This essay first appeared at The New York Times’ Well blog, along with others in which Suleika Jaouad chronicles her life.
In the world of social media, we are our own self-portraitists. Our digital identity is doctored to show the best version of our lives. (Maybe a more apt name for Facebook would have been “Best Face” book.) It’s not a new observation to point out the disparities between our online identities and our real selves, but for me, as a cancer patient, that gap has never felt larger.
If you had visited my Facebook profile last June, you would have found pictures of a smiling 22-year-old girl with long, wavy hair. She’s exploring the streets of Paris with a chubby King Charles spaniel named Chopin; eating tiramisù with her boyfriend Seamus at a cafe in the Marais district; having sunset picnics along the Seine with friends after work. This was a happy, successful, carefree person. On Facebook, aren’t we all?
What most of my Facebook friends couldn’t have known was that this young woman no longer existed. In the “real world,” I was in the oncology unit of a New York City hospital, undergoing my first round of intensive chemotherapy. My hair was falling out in clumps, and it had been weeks since I had eaten solid food or taken a walk outside. Even my name had been changed, inadvertently — my hospital door tag read “S. Jaquad” — with a “q” where the “o” should be.
When I learned I had an aggressive form of leukemia 12 months ago, a lot of things were running through my head, but updating my Facebook profile was not high on the list. After all, in the land of Facebook, I didn’t have cancer yet. Friends were still posting on my wall asking if they could visit me in Paris. Online, I was still a healthy recent college graduate, who was “in a relationship” and liked jazz and Ryan Gosling.
But every time I logged onto my Facebook account, my profile felt more like a stranger’s than my own. In the midst of a medical crisis, I found myself preoccupied by a social media question. To share or not to share? I wondered to what extent my digital life ought to reflect my real one.
As long as illness has been around, people have faced the challenge of communicating what it feels like to be sick. But social platforms like Facebook and Twitter make it easier to share than ever before. Even so, I found myself hesitating to answer the Facebook prompt that asks, “What’s on your mind?”
My first social media decision following my diagnosis was to cut and run. I deactivated my Facebook account. Looking at pictures of my healthy precancer self stirred uncomfortable emotions; it was a reminder of a life past, of all that had been taken from me.
I wanted to withdraw from the world until I got better. Then I would reactivate my account and move on with my life as though nothing had ever happened.

WHAT THE TASK ASKS. Continue the essay about sharing life with cancer on Facebook, starting after its final sentence. The records that come next are a separate body of material.

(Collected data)
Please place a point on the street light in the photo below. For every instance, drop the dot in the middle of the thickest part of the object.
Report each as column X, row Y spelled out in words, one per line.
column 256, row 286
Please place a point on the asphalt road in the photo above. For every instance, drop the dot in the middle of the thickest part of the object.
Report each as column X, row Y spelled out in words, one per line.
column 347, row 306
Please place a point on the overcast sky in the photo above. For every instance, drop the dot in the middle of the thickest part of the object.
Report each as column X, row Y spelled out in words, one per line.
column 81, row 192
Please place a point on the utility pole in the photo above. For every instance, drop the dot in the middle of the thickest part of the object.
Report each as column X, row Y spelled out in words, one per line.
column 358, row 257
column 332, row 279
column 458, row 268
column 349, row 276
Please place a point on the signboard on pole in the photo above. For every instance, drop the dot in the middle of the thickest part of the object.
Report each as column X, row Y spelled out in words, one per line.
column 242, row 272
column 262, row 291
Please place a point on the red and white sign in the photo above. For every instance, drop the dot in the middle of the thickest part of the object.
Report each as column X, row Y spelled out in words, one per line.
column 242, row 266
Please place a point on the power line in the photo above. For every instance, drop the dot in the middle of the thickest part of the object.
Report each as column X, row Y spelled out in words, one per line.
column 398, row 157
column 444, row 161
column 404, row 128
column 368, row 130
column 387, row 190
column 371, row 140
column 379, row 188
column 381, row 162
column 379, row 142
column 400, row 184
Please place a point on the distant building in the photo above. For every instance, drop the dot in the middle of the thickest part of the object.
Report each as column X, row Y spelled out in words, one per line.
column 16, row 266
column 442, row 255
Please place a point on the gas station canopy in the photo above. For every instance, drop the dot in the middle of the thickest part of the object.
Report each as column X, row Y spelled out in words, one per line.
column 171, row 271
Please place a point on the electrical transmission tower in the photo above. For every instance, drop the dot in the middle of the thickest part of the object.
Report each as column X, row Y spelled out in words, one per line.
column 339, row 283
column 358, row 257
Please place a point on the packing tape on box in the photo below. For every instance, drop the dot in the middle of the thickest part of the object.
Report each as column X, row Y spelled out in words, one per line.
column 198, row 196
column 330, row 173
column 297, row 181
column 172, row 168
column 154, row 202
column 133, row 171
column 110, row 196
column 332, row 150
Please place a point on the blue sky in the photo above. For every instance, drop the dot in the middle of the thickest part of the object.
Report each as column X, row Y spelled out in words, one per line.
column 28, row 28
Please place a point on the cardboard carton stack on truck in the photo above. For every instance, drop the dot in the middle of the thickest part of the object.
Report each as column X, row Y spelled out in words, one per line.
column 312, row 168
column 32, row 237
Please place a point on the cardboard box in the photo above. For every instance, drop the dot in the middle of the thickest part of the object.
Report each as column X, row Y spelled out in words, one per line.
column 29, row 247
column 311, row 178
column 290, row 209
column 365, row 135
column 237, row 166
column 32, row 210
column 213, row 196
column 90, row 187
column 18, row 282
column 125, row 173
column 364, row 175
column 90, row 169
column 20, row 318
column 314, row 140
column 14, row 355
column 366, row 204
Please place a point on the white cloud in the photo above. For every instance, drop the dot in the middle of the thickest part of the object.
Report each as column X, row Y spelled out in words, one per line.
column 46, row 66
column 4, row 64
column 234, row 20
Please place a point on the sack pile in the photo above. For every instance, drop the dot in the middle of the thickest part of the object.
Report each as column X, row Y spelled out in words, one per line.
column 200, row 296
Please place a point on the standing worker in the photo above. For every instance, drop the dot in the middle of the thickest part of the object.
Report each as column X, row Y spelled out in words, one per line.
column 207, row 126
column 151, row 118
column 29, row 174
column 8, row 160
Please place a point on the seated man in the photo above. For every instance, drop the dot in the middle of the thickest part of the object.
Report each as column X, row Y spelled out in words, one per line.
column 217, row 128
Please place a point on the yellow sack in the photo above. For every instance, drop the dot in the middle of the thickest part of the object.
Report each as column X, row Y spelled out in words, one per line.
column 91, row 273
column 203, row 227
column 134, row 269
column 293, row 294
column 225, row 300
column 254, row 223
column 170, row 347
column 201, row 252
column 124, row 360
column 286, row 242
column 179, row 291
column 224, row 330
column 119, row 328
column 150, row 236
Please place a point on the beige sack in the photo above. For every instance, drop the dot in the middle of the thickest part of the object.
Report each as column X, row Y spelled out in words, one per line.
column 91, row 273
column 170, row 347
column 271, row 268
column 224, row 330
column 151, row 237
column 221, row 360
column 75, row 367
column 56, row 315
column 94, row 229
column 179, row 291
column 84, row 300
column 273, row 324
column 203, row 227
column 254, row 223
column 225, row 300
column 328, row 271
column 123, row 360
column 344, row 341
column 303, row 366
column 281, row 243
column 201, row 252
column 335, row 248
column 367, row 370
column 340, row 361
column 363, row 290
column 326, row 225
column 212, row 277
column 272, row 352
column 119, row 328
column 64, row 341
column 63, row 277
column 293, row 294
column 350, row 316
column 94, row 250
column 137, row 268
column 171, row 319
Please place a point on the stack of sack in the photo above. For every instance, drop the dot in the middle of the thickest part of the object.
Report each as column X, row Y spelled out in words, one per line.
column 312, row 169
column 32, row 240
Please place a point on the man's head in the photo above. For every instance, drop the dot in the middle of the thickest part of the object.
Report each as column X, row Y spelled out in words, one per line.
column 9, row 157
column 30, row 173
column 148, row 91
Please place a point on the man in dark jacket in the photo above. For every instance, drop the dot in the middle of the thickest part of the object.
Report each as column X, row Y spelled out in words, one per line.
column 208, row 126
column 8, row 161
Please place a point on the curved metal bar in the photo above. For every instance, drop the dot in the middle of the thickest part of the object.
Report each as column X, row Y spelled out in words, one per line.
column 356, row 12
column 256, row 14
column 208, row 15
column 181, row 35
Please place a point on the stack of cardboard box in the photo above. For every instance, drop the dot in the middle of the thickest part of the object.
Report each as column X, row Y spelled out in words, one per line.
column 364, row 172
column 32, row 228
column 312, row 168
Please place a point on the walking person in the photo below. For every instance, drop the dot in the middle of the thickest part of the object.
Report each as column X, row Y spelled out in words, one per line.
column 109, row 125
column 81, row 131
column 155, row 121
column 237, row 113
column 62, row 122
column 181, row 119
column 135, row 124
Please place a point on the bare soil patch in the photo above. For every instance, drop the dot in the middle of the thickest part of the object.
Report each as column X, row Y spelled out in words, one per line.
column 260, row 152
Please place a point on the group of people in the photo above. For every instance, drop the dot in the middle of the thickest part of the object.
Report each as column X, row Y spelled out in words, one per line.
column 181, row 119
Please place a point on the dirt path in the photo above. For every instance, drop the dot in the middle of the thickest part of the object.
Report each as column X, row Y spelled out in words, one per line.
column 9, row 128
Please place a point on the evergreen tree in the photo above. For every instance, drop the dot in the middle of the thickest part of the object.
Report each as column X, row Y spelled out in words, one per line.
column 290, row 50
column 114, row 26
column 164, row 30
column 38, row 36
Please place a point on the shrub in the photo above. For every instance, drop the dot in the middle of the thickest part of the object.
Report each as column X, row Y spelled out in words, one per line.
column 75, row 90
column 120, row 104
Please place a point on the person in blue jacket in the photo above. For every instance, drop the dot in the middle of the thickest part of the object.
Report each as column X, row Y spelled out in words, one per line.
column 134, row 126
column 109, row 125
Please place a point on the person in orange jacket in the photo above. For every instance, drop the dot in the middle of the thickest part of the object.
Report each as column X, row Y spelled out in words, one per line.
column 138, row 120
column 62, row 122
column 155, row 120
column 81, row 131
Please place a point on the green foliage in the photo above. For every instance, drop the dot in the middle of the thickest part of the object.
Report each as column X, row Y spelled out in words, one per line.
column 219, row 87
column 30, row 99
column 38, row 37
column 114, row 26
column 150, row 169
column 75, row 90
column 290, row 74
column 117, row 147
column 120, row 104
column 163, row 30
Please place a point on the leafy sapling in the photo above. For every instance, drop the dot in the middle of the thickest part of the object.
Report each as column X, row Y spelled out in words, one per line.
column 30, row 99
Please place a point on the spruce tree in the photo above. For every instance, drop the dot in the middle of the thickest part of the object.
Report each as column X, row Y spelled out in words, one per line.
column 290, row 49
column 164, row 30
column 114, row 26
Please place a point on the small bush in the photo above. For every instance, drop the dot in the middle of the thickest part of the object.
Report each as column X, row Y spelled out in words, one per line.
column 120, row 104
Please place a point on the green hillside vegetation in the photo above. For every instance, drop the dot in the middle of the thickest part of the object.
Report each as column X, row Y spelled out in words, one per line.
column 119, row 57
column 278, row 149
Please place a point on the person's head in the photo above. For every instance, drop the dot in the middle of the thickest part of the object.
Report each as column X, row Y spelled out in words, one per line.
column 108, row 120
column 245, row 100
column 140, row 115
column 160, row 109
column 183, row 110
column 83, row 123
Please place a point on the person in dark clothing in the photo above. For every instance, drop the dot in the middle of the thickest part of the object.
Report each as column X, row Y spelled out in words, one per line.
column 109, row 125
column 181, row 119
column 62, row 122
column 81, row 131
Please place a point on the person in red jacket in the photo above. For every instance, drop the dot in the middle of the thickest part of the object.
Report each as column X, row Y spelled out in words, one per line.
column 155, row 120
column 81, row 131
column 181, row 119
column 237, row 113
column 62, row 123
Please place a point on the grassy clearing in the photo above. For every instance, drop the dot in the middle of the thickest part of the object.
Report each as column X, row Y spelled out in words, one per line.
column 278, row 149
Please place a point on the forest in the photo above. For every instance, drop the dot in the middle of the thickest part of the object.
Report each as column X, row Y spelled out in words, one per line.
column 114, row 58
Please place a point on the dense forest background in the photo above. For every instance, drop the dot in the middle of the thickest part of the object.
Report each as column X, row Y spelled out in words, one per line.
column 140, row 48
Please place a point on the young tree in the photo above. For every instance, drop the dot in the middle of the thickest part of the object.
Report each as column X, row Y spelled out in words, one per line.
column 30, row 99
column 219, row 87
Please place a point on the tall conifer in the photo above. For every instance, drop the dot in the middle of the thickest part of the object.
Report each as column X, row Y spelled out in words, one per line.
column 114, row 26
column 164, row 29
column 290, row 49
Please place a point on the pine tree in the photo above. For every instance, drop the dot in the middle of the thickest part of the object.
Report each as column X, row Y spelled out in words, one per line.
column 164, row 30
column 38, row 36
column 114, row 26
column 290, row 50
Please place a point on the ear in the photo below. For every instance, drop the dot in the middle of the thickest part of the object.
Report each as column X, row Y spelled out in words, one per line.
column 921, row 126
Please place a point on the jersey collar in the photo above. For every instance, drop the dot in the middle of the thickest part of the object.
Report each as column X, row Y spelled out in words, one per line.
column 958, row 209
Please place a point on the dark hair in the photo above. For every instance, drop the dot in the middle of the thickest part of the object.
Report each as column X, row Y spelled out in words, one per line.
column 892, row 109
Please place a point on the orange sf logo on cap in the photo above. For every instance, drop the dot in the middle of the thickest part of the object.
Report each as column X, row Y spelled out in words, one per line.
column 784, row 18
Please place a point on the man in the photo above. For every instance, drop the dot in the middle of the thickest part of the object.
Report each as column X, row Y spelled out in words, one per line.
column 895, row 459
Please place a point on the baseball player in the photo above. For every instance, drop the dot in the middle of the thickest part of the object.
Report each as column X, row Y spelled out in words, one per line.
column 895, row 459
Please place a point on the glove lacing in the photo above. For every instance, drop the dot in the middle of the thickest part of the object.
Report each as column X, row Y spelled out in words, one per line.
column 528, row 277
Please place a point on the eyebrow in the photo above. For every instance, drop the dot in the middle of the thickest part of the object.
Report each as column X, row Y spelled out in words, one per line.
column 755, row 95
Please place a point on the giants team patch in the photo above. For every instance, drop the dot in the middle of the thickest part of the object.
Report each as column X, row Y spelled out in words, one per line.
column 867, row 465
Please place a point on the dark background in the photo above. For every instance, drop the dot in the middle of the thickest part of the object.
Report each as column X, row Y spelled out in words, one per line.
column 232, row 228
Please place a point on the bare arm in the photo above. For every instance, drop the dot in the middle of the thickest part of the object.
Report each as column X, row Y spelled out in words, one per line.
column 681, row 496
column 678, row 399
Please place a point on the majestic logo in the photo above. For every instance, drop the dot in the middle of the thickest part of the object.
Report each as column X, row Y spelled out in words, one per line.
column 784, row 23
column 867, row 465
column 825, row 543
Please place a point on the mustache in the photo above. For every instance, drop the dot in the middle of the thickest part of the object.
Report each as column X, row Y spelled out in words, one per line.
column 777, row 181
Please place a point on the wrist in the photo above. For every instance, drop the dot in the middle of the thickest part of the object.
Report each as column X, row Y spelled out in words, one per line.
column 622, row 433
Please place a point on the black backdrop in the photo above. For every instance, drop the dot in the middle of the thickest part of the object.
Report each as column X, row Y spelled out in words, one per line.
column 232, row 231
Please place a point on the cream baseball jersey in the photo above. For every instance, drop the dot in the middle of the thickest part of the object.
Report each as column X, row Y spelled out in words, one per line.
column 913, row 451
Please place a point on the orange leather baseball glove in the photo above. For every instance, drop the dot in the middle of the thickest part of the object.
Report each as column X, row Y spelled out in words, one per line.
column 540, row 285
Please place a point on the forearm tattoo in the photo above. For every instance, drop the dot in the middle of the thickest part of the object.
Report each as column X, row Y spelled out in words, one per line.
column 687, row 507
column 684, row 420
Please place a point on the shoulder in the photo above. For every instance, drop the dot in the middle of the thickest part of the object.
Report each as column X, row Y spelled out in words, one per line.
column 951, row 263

TASK ANSWER.
To share my cancer with my 1,500 Facebook “friends” felt way too public and maybe even trivializing. After all, cancer is not something you “like” on Facebook. But in an age when our social media presence is so inextricably linked to our identity — on and off the computer — not updating my profile to reflect my new reality felt inauthentic, even dishonest.
Five weeks into my first hospitalization, my doctors informed me that my disease hadn’t responded to the chemotherapy. Exhausted and depleted from the treatments, I couldn’t imagine starting the process over in a few weeks. It was the first time that it struck me that I might not get better for a long time, or at all. My cancer wasn’t seasonal, or something I could temporarily hide. Illness was going to be a part of my life. For now.
After the hospital, I went home to my parents’ house, to my childhood bedroom. I had completed an almost total retreat from the world. I found it hard to even pick up phone calls from my closest friends. What did I possibly have to report? My days were a dreadful routine of meals, medicine, and the view of the ceiling from my bed.
But my self-imposed exile weighed on me. As hard as it was to relate to my peers — 20-somethings starting new jobs and new adventures — I missed my friends. And my disengagement had started to worry them. In this hyperconnected age, when we’re all keeping tabs on one another through our online avatars, not updating a status message can be its own kind of update.
I began to reconsider my Facebook silence. Slowly, I started to reveal bits and pieces of what I was going through. First, I posted a picture of myself wearing a pink scarf that covered my head. Next, a picture of me wearing a big blue hat, my long brown tresses clearly missing. And later, a picture of me nearly bald, with just a sprout of very fine baby hair. I had put myself out there. And there was no going back. I now officially had cancer, on Facebook.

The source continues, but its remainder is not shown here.